** Task goal **
Which of the lines in the data mention the string "below"? List them all.

── Source material ──

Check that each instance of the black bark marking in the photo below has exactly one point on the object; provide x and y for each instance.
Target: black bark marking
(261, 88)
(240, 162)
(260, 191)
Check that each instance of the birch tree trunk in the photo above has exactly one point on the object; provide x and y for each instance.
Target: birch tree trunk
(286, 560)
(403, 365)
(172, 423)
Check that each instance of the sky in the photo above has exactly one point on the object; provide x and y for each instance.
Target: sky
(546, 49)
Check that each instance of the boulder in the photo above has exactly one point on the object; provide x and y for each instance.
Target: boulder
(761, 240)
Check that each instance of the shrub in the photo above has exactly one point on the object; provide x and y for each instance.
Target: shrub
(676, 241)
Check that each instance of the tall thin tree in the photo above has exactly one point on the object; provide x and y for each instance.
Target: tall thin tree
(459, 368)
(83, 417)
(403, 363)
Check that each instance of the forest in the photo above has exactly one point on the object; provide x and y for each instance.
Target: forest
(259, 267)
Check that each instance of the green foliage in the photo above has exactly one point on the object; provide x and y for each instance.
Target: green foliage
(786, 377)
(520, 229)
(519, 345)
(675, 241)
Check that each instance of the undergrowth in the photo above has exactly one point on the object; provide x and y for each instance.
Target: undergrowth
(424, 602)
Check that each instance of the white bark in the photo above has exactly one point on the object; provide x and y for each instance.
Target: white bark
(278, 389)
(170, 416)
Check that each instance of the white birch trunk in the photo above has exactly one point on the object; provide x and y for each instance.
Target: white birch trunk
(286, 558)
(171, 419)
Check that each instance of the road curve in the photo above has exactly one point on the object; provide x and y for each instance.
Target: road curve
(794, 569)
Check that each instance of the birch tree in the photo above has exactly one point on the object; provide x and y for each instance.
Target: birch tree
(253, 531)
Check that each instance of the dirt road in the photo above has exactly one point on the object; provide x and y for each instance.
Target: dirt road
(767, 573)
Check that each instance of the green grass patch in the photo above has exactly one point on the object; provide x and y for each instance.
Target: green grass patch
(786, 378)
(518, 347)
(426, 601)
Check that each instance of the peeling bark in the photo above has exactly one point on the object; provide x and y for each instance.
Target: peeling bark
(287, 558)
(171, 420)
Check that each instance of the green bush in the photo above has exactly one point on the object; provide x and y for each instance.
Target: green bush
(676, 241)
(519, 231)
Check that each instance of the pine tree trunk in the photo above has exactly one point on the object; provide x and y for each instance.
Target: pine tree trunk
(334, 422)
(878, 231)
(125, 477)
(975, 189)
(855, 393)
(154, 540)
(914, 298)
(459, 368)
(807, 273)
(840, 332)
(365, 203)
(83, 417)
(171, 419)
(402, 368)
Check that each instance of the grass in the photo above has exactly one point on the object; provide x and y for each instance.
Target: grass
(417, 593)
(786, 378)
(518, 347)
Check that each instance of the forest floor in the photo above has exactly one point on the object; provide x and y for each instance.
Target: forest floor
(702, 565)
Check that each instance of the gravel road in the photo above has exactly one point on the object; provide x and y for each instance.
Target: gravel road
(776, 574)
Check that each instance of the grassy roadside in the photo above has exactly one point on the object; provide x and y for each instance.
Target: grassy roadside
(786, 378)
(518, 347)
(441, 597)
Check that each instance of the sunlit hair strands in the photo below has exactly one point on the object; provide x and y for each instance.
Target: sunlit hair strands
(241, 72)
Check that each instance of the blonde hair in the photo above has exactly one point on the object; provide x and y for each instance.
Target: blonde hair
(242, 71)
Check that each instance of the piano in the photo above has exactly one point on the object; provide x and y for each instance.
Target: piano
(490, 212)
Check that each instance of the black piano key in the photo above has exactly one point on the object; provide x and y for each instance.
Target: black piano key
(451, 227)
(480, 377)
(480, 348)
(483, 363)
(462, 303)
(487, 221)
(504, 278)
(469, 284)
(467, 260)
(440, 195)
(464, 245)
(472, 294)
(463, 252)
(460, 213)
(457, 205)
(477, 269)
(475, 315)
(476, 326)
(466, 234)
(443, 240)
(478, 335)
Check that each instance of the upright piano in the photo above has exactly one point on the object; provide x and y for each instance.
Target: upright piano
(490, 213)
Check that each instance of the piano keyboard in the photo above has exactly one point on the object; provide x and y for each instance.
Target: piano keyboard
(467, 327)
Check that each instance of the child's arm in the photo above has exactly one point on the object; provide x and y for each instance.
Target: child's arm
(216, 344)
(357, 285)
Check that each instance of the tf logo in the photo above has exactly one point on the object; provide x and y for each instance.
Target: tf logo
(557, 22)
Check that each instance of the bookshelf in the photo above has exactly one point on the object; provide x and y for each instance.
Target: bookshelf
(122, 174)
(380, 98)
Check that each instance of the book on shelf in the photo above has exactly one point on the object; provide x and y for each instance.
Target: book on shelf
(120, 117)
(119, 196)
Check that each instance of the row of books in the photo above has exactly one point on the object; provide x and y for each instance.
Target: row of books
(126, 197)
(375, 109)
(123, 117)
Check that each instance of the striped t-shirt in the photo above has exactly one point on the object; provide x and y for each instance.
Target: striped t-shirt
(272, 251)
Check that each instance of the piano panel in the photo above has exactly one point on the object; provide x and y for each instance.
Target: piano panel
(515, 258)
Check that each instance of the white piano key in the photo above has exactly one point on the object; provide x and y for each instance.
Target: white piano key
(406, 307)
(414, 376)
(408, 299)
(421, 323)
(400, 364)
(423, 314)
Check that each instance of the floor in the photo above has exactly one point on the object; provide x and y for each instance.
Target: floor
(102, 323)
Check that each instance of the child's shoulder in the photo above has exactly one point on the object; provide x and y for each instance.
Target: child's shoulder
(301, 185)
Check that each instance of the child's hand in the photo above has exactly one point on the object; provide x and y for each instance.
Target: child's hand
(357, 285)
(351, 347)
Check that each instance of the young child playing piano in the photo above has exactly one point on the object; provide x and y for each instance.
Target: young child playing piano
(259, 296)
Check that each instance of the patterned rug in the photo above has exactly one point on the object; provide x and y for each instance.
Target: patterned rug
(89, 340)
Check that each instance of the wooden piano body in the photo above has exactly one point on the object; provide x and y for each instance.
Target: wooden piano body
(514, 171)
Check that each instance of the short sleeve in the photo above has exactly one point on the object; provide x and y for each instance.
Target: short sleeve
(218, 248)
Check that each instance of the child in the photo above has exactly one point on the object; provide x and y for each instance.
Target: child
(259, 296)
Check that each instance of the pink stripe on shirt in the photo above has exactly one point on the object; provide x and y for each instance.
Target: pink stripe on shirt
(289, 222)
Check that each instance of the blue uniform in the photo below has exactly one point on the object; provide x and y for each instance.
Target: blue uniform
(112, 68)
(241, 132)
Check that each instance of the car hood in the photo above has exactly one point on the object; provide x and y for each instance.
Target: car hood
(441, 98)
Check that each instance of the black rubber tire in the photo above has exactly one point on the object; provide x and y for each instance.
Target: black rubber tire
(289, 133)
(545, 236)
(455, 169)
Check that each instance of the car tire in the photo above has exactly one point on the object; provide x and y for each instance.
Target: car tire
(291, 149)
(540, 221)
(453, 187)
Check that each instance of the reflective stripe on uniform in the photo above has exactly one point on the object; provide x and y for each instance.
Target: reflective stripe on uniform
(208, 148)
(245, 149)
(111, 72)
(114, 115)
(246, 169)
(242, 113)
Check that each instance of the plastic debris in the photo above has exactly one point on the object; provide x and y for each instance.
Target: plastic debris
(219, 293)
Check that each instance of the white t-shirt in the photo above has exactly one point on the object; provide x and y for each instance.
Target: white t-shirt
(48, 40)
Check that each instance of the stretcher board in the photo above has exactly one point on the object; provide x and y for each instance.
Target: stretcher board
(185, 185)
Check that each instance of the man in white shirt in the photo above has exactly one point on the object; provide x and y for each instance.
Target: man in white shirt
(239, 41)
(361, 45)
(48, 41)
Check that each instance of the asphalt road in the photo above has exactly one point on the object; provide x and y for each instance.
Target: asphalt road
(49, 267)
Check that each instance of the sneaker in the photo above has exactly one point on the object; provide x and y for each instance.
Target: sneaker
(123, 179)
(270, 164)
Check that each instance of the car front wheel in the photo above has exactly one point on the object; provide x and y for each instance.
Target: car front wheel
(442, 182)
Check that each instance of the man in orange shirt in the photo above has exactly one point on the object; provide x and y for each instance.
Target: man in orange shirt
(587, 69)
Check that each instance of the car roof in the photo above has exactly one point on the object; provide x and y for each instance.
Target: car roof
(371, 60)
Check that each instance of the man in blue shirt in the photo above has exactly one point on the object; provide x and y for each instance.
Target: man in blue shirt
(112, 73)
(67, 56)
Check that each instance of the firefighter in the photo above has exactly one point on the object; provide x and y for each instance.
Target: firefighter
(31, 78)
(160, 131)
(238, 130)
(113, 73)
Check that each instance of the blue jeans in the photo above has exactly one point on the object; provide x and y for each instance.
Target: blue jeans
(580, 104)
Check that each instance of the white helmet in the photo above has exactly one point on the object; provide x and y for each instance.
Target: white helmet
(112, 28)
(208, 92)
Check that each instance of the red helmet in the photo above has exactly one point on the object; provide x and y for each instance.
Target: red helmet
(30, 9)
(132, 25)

───
── Source material ──

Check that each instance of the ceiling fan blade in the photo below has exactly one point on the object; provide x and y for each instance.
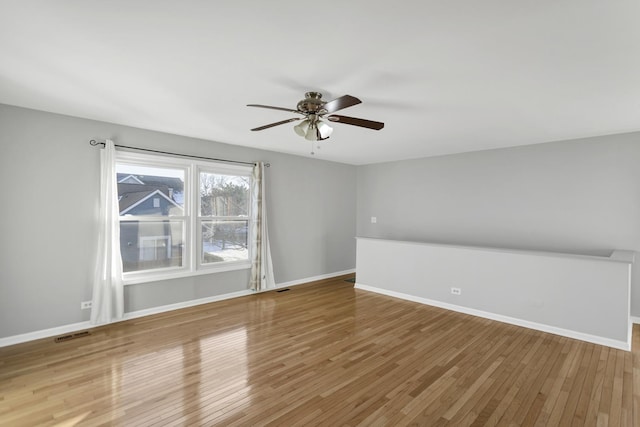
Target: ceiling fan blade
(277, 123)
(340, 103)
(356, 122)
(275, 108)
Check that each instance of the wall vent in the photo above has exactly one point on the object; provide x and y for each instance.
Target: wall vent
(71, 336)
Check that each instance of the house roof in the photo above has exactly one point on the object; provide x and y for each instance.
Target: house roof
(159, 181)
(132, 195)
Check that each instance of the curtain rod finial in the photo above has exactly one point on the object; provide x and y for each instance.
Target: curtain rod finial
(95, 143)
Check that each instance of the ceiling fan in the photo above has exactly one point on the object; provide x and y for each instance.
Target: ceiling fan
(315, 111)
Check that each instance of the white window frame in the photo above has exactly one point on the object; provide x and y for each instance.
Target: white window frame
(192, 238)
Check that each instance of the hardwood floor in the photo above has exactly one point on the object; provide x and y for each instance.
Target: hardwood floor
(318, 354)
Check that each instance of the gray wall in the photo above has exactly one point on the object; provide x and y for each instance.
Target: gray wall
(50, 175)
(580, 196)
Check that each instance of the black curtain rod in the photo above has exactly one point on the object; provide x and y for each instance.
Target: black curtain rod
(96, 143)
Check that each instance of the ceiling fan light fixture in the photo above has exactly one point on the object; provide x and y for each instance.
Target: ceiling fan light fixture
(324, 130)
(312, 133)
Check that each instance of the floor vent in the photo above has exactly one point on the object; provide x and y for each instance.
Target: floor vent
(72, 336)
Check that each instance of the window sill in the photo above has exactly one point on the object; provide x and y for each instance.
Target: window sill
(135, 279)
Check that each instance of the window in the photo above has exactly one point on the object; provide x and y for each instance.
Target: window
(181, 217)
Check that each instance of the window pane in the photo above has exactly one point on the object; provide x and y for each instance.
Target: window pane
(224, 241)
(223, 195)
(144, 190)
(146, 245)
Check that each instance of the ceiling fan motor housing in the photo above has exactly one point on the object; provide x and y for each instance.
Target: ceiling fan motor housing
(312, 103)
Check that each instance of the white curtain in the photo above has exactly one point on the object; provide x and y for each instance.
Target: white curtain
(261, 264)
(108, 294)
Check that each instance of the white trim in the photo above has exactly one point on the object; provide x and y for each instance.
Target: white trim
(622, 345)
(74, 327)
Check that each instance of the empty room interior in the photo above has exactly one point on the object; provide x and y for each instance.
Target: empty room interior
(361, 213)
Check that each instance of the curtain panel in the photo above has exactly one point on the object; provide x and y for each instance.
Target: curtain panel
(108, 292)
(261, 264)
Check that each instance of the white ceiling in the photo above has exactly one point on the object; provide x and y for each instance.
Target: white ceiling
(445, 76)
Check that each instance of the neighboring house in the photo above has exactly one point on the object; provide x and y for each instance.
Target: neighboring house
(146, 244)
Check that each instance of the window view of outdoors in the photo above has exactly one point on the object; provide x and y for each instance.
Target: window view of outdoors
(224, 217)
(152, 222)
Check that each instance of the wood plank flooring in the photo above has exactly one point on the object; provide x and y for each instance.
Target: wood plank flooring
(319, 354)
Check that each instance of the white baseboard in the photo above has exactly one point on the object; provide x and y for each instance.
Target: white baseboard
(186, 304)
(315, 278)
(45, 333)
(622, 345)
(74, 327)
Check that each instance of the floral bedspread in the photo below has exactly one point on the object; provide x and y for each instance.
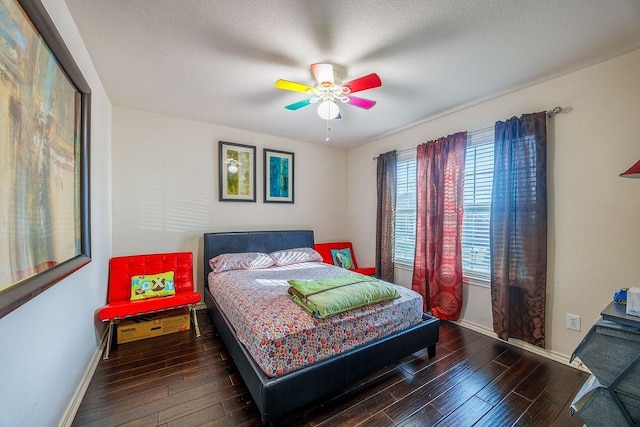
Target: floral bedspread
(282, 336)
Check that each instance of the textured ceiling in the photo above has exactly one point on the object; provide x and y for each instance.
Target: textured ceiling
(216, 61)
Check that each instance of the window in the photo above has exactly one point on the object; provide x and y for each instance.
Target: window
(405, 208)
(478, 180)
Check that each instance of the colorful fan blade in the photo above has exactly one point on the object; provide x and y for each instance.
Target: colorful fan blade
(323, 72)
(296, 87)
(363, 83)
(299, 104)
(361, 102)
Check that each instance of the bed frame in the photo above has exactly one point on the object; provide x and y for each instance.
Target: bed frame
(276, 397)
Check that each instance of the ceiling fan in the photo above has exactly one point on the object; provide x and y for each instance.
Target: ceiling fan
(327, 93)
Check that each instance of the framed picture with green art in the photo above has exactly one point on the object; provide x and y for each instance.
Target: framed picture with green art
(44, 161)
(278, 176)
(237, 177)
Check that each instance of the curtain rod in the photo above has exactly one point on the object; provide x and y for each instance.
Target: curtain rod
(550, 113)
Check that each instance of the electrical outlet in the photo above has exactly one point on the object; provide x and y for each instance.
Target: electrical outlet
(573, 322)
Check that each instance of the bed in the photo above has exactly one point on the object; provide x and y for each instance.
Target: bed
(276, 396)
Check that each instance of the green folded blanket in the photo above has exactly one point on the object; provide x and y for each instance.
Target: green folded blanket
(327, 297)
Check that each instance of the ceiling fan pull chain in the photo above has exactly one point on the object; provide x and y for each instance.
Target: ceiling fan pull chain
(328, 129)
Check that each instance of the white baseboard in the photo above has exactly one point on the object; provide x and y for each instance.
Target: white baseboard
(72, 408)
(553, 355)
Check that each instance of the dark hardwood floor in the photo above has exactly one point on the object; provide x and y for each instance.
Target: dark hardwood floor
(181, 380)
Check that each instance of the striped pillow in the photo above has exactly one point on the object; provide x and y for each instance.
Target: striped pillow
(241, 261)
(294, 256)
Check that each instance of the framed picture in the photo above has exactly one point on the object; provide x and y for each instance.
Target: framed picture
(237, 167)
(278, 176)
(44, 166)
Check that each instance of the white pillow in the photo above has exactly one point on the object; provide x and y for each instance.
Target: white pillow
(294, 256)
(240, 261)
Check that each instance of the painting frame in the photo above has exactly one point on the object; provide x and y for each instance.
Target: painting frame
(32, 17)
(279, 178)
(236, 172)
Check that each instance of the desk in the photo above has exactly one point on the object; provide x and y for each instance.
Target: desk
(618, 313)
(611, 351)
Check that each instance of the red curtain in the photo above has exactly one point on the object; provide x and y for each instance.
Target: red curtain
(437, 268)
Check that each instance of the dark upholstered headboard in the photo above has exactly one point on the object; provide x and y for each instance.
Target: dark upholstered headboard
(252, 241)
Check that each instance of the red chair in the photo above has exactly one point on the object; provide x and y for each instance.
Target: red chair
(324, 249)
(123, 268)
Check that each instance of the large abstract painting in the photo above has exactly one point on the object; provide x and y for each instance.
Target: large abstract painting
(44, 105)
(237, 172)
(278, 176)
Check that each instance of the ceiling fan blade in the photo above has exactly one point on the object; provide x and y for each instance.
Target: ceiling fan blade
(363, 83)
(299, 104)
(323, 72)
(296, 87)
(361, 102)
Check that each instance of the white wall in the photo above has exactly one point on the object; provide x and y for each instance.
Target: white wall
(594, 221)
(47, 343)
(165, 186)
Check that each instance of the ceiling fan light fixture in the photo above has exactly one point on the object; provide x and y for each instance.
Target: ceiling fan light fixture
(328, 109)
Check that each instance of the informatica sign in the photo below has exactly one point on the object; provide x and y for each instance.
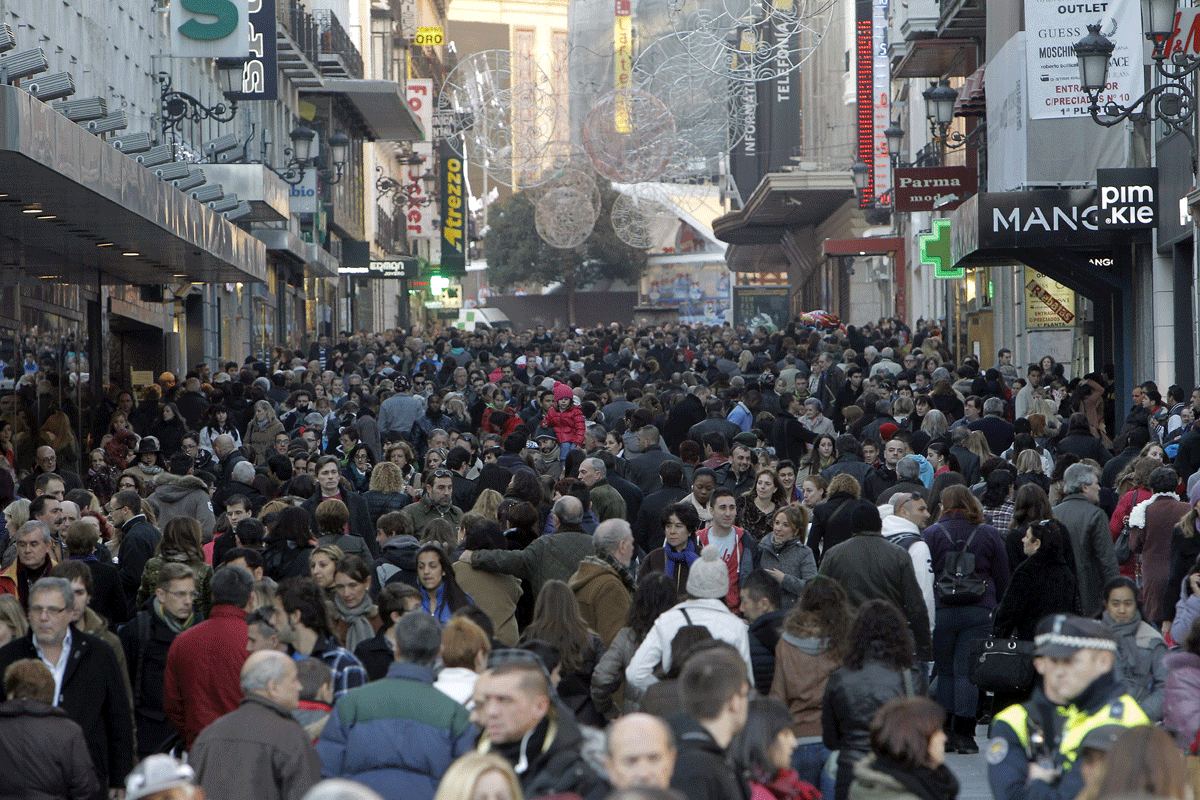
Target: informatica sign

───

** Written solution **
Check that each instance of the black bark marking in the photo below has exactly one point on the object; provide x and y for each instance.
Check that each instance of the sunlit hair strands in the photo below has exactly one point on the object; provide x and y for each instance.
Check that each instance of the blue uniform in the photo below has exactly one point on the object; provide x and y for each instance.
Check that each instance of the ceiling fan blade in the photo below has exactly one point on the object; provide x and y for each instance.
Check that each instance of the floral bedspread in the photo below has exactly one point on the object; provide x and y for each instance.
Check that each instance of the informatica sign in the photo below has exactly one point on the object; provide x and y for each instance.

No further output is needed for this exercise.